MATERIAL SUPPLIED:
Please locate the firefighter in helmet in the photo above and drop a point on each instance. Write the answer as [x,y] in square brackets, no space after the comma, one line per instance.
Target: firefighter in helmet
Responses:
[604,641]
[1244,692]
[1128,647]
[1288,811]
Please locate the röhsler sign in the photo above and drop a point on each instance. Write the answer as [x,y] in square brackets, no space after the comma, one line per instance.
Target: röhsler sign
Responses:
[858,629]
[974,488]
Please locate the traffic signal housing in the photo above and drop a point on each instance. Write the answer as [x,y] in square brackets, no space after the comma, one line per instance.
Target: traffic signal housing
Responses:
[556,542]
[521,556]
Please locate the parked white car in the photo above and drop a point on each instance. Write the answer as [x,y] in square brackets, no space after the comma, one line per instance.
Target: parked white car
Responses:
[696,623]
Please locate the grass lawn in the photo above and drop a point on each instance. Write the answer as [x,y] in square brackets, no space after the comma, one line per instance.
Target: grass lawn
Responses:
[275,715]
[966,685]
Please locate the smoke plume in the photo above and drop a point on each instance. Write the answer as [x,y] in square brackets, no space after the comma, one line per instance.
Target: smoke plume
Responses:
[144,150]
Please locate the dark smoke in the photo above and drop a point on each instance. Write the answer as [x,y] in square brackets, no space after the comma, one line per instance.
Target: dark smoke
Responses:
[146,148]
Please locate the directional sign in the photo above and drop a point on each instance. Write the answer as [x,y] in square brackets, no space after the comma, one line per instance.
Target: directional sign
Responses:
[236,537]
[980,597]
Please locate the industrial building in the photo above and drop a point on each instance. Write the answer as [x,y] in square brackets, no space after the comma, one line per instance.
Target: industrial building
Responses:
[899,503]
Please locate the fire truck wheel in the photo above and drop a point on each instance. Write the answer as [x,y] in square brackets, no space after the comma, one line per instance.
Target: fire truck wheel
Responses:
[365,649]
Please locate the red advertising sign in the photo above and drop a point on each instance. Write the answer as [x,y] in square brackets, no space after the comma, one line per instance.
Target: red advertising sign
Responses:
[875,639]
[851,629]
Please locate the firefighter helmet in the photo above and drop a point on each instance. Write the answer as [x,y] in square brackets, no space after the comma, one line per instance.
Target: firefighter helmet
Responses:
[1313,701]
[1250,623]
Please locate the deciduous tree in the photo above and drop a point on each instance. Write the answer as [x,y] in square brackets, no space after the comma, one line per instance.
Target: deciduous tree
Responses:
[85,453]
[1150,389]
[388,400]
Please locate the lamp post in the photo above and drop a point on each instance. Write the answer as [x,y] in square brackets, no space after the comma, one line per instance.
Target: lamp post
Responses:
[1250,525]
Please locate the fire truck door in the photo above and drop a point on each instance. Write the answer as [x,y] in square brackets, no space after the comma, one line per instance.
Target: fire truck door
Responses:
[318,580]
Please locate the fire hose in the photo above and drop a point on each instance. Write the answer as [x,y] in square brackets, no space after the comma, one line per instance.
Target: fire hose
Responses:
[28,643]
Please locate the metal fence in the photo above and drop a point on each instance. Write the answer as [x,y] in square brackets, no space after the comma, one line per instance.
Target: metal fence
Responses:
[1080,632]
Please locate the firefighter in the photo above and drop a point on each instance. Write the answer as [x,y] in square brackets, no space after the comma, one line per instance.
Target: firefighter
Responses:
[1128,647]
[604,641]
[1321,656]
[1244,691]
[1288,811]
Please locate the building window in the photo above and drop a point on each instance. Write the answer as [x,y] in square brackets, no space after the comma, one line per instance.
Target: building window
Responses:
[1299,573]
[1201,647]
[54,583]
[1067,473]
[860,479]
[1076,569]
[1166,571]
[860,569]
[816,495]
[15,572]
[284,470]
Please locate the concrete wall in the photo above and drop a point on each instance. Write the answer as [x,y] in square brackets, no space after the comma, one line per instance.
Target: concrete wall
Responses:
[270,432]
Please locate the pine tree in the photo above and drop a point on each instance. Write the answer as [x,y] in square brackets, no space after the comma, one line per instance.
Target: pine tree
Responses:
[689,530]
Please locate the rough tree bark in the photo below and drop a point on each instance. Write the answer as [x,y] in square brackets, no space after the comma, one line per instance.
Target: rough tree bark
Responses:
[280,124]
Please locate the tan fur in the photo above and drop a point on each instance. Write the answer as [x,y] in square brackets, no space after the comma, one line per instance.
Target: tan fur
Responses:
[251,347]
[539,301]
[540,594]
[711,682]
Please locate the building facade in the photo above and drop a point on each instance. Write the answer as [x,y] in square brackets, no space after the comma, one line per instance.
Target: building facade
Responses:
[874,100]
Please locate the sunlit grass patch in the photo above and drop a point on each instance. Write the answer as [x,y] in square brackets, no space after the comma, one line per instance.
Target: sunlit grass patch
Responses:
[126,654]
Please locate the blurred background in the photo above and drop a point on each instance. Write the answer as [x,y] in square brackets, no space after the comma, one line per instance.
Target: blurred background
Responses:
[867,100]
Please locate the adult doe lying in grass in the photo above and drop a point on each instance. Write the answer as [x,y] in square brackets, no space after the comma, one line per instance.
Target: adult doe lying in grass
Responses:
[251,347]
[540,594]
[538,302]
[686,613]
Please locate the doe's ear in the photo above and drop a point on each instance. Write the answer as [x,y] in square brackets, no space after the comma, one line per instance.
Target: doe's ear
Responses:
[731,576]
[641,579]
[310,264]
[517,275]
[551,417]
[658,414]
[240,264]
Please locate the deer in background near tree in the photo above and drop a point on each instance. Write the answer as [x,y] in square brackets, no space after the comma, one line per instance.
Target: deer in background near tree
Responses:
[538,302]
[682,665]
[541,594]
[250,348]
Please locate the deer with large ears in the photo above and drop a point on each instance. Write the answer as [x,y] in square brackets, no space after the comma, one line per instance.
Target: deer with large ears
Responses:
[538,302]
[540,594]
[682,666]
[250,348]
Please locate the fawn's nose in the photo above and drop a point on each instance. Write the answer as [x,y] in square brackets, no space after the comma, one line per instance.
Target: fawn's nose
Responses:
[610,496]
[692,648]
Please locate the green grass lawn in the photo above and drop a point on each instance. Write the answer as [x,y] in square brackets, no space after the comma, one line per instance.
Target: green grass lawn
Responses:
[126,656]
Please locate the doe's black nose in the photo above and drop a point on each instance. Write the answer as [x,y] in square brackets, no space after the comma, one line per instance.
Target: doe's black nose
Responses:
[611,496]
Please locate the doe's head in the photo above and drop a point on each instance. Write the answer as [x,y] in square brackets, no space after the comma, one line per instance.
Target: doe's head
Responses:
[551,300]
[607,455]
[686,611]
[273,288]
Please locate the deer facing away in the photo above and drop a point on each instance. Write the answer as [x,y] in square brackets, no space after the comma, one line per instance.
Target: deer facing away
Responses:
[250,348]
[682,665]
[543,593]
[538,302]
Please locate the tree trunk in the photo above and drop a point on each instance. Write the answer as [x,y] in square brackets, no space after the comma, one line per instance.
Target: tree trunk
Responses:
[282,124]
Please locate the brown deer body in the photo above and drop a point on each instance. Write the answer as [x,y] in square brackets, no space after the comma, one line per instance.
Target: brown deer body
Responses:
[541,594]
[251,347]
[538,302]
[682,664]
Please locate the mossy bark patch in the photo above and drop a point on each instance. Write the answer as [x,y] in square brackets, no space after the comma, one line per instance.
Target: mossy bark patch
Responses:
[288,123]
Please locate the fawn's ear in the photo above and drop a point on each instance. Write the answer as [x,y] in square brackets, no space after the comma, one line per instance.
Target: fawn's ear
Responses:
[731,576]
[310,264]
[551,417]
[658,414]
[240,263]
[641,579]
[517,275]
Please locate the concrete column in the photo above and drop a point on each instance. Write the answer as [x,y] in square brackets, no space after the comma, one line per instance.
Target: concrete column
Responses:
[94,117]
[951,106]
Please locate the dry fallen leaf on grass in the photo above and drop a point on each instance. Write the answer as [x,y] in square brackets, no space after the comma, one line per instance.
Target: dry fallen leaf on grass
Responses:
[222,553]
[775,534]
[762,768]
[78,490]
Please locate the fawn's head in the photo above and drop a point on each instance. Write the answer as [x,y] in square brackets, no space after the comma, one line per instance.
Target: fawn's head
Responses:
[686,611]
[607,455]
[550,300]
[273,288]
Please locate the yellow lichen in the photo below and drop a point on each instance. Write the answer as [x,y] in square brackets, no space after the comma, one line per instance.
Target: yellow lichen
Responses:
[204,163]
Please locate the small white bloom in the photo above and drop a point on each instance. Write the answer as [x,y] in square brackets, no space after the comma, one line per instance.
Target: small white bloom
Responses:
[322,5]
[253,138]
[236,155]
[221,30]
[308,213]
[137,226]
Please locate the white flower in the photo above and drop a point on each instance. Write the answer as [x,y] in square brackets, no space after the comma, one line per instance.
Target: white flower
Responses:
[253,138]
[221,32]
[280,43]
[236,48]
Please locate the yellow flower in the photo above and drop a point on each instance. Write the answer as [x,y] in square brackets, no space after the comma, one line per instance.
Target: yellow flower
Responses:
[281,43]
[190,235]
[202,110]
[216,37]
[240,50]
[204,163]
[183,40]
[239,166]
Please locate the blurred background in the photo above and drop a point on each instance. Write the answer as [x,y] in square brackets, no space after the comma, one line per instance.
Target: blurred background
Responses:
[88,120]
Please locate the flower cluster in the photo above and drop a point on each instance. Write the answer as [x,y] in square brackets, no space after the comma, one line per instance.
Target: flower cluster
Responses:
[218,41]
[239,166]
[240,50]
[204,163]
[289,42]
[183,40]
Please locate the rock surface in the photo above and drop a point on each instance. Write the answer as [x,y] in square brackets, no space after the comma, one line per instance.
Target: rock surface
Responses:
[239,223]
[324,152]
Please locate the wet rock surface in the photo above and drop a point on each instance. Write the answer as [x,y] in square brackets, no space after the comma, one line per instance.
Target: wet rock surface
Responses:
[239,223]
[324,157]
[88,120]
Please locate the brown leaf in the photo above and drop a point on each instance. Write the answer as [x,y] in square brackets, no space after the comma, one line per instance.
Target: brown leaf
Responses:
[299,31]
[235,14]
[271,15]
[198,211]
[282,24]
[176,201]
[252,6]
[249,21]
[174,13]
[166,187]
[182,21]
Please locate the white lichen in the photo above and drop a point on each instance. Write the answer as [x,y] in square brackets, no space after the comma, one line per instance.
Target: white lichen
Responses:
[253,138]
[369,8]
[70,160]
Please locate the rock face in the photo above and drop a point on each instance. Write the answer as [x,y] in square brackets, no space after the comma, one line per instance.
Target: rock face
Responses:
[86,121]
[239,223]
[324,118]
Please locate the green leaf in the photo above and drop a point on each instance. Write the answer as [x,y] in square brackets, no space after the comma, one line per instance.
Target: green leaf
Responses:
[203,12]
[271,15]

ACTION ITEM:
Working through the records above, copy each line in which "pine" is found.

WRITTEN RESPONSE:
Please locate the pine tree in the photo above and drop a point on each instance. Write the answer as [x,y] in square brackets, no space after the comma, one line per instance.
Target: pine tree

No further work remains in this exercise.